Give every line of the material below as a numbered list, skipping any blank lines and leaving the pictures out.
[START SUPPLIED MATERIAL]
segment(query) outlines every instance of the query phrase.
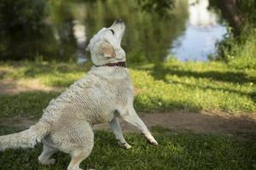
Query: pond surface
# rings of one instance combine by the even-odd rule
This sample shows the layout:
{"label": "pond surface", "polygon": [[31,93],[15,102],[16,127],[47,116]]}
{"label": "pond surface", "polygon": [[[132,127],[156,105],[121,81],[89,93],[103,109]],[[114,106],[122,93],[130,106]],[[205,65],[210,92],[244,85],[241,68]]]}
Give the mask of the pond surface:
[END SUPPLIED MATERIAL]
● RESPONSE:
1. segment(query) outlines every instance of the query phrase.
2. Query: pond surface
3. # rings of one instance combine by the even-odd rule
4. This sample shows the layout:
5. {"label": "pond surface", "polygon": [[31,93],[15,102],[16,127],[47,116]]}
6. {"label": "pond surface", "polygon": [[[132,127],[156,105],[121,81],[89,93],[103,109]],[[114,106],[122,93],[130,106]],[[205,65],[210,92],[244,85],[241,68]]]}
7. Give the mask of the pond surface:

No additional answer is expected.